If you do not already have hardware, here are some considerations:

Top-of-the-line commodity motherboards can handle up to 4 GPUs. You should pay attention to PCI Lanes in the motherboard and CPU specifications. Usually GPUs can take up to 16 PCI Lanes, and work fastest for data transfer when using all 16 lanes. To use 4 GPUs in one machine, your motherboard should support at least 64 PCI Lanes, and CPUs should have at least 64 Lanes available. M.2 SSDs can use PCI lanes as well, so it can be better to have a little more than 64 Lanes if possible. The motherboard and CPU specs usually detail the PCI lanes.

We used NVIDIA GPU cards in our cluster, but many AMD cards should now work with Python deep learning libraries now.

Power supply wattage is also important to consider, as GPUs can take a lot of Watts at peak power.

You only need one computer, but to have more than 4 GPUs you will need at least 2 computers. This guide assumes you are using more than one computer in your cluster.

Installing operating systems

Once you have hardware up and running, you need to install an OS. From my research I've found Ubuntu is the top Linux distribution as of 2019 (both for commodity hardware and servers), and is recommended. Currently the latest long-term stability version is Ubuntu 18.04.3, which is what was used here. LTS are usually better because they are more stable over time. Other Linux distributions may differ in some of the commands.

I recommend creating a bootable USB stick and installing Ubuntu from that. Often with NVIDIA, the installation freezes upon loading and this fix must be implemented. Once the boot menu appears, choose Ubuntu or Install Ubuntu, then press 'e', then add apci=off directly after quiet splash (leaving a space between splish and apci). Then press F10 and it should boot.

DATA SECTION.
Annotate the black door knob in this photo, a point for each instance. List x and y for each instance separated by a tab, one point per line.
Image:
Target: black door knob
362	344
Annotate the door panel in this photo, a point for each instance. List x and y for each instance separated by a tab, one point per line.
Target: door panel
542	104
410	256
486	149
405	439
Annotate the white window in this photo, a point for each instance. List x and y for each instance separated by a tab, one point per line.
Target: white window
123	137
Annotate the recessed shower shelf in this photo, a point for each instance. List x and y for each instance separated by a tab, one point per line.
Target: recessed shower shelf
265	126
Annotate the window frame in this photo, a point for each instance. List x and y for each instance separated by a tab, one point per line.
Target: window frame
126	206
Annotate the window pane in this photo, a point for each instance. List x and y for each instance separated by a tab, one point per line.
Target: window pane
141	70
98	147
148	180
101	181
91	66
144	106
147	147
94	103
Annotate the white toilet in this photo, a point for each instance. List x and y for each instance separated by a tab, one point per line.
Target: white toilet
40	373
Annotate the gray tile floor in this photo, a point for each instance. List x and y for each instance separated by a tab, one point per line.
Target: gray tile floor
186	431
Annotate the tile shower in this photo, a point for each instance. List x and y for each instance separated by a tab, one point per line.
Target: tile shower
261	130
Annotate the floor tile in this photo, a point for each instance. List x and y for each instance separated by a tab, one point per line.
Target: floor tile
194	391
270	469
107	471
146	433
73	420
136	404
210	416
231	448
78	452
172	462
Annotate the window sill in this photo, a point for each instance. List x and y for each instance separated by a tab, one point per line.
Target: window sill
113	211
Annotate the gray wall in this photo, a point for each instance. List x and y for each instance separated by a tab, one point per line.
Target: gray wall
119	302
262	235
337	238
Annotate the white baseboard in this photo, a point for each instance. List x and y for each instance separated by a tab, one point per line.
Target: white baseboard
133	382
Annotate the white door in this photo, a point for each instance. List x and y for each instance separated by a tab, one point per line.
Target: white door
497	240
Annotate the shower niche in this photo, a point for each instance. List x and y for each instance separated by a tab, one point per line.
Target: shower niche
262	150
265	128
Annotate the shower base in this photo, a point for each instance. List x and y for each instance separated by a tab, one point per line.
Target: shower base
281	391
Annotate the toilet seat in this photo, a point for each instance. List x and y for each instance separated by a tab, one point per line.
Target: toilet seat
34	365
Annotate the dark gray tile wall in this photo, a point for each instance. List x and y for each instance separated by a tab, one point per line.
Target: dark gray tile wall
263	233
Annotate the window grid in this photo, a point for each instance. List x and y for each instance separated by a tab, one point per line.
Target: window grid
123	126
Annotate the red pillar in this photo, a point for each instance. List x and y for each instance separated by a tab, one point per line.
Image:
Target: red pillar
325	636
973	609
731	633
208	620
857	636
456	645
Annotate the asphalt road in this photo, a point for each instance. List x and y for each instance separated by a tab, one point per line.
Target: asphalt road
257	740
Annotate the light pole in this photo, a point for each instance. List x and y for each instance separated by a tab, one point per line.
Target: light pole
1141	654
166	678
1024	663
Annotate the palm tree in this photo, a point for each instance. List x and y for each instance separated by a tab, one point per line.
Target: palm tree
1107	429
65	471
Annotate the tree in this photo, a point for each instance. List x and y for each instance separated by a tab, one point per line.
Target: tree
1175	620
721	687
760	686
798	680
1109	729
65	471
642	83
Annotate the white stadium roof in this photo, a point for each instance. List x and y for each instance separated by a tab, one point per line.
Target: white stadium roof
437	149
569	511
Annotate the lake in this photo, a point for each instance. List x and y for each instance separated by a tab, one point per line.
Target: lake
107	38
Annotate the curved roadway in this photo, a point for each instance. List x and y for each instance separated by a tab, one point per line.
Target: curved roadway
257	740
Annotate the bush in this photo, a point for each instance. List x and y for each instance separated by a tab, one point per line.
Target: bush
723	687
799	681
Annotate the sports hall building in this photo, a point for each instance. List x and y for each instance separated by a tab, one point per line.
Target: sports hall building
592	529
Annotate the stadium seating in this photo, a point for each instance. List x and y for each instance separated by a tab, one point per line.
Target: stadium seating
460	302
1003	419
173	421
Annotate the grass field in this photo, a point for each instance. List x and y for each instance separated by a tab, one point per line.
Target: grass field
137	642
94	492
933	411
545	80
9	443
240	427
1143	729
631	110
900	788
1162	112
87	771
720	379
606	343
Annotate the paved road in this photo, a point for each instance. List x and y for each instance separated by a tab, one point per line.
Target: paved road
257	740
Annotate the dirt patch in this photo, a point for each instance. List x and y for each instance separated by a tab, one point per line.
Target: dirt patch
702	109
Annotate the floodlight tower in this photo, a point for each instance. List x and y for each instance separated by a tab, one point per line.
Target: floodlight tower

PROBLEMS TO WORK ON.
a – Answer these about the GPU cluster guide above, one answer per line, marked the same way:
(i) How many PCI lanes should the motherboard support to run 4 GPUs in one machine?
(ii) Which Ubuntu version was used?
(iii) Which key does the guide say to press so the system boots?
b – Print the stretch of the GPU cluster guide from "We used NVIDIA" through "in your cluster.", word for word.
c – Carry on the GPU cluster guide after the last sentence shown.

THE ANSWERS.
a –
(i) At least 64
(ii) Ubuntu 18.04.3
(iii) F10

b –
We used NVIDIA GPU cards in our cluster, but many AMD cards should now work with Python deep learning libraries now.

Power supply wattage is also important to consider, as GPUs can take a lot of Watts at peak power.

You only need one computer, but to have more than 4 GPUs you will need at least 2 computers. This guide assumes you are using more than one computer in your cluster.

c –
I recommend using LVM when installing (there is a checkbox for it with Ubuntu installation), so that you can add and extend storage HDDs if needed.

Note: Along the way I used the package manager to update/upgade software many times (sudo apt-get update and sudo apt-get upgrade) followed by reboots. If something is not working, this can be a first step to try to debug it.

Synchronizing GID/UIDs

It's recommend to sync the GIDs and UIDs across machines. This can be done with something like LDAP (install instructions here and here). In my experience, for basic cluster management where all users can read and write to the folders where job files exist, the only GIDs and UIDs that need to be synced are the slurm and munge users. Other users can be created and run SLURM jobs without having usernames on the other machines in the cluster.

However, if you want to isolate access to users' home folders (best practice I'd say), then you must synchronize users across the cluster. The easiest way I've found to synchronize UIDs and GIDs across an Ubuntu cluster is FreeIPA. Here are installation instructions:

It is important that you set the hostname to a FQDN, otherwise kerberos/FreeIPA won't work. If you accidentally set the hostname during the kerberos setup to the wrong thing, you can change it in /etc/krb5.conf. You could also completely purge kerberos like so. If you need to reconfigure the ipa configuration, you can do sudo ipa-server-install --uninstall then try installing again. I had to do the uninstall twice for it to work.

Synchronizing time

Free-IPA should take care of syncing time, so you shouldn't have to worry about this if you setup freeipa. You can see if times are synced with the date command on the various machines.

It's not a bad idea to sync the time across the servers. Here's how. One time when I set it up, it was ok, but another time the slurmctld service wouldn't start and it was because the times weren't synced.

Set up munge and slurm users and groups

Immediately after installing OS’s, you want to create the munge and slurm users and groups on all machines. The GID and UID (group and user IDs) must match for munge and slurm across all machines. If you have a lot of machines, you can use the parallel SSH utilities mentioned before. There are also other options like NIS and NISplus. One other option is to use FreeIPA to create users and groups.

On all machines we need the munge authentication service and slurm installed. First, we want to have the munge and slurm users/groups with the same UIDs and GIDs. In my experience, these are the only GID and UIDs that need synchronization for the cluster to work. On all machines:

sudo adduser -u 1111 munge --disabled-password --gecos ""
sudo adduser -u 1121 slurm --disabled-password --gecos ""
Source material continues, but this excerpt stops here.